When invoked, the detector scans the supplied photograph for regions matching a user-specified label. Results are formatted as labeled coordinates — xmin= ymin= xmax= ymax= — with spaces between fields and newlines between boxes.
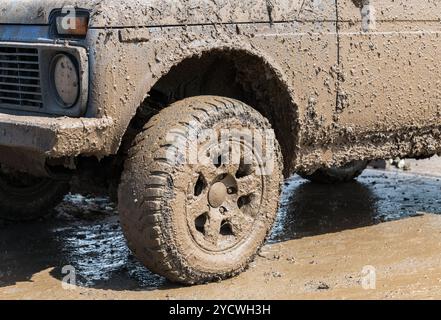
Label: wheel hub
xmin=208 ymin=182 xmax=228 ymax=208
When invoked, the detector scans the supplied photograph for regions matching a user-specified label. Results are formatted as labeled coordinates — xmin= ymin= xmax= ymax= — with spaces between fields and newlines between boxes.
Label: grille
xmin=0 ymin=46 xmax=43 ymax=109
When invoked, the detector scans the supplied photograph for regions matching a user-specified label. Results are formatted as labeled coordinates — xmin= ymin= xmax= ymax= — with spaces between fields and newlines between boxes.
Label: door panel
xmin=336 ymin=0 xmax=441 ymax=132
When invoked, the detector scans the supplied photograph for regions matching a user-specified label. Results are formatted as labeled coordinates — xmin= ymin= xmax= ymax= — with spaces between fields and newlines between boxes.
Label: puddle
xmin=0 ymin=170 xmax=441 ymax=290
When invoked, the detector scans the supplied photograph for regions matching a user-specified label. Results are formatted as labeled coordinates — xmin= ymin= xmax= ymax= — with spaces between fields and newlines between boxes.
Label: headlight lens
xmin=51 ymin=54 xmax=80 ymax=108
xmin=55 ymin=16 xmax=89 ymax=37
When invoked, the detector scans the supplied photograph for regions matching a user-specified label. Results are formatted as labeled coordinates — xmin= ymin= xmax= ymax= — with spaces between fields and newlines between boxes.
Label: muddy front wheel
xmin=0 ymin=169 xmax=70 ymax=221
xmin=119 ymin=97 xmax=282 ymax=284
xmin=299 ymin=161 xmax=368 ymax=184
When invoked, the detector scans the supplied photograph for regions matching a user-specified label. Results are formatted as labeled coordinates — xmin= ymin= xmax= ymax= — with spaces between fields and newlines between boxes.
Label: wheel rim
xmin=186 ymin=141 xmax=264 ymax=252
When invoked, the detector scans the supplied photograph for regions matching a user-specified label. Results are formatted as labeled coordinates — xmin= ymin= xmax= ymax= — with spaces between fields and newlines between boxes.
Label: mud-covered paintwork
xmin=0 ymin=0 xmax=441 ymax=173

EXERCISE INSTRUCTIONS →
Scale the items from the start through the line containing "xmin=208 ymin=182 xmax=228 ymax=208", inclusive, and give only those lines again. Keep every line as it stands except the bounding box coordinates in the answers, which should be multiplied by 0.45 and rounded to whole numbers, with halves rounded up. Leave out the pictures.

ANSWER TO THIS PROBLEM →
When invoked, the detector scans the supplied photograph for regions matching a user-specified label. Results are formatted as labeled coordinates — xmin= ymin= xmax= ymax= — with spaces between fields and newlines between boxes.
Label: wheel hub
xmin=94 ymin=82 xmax=103 ymax=94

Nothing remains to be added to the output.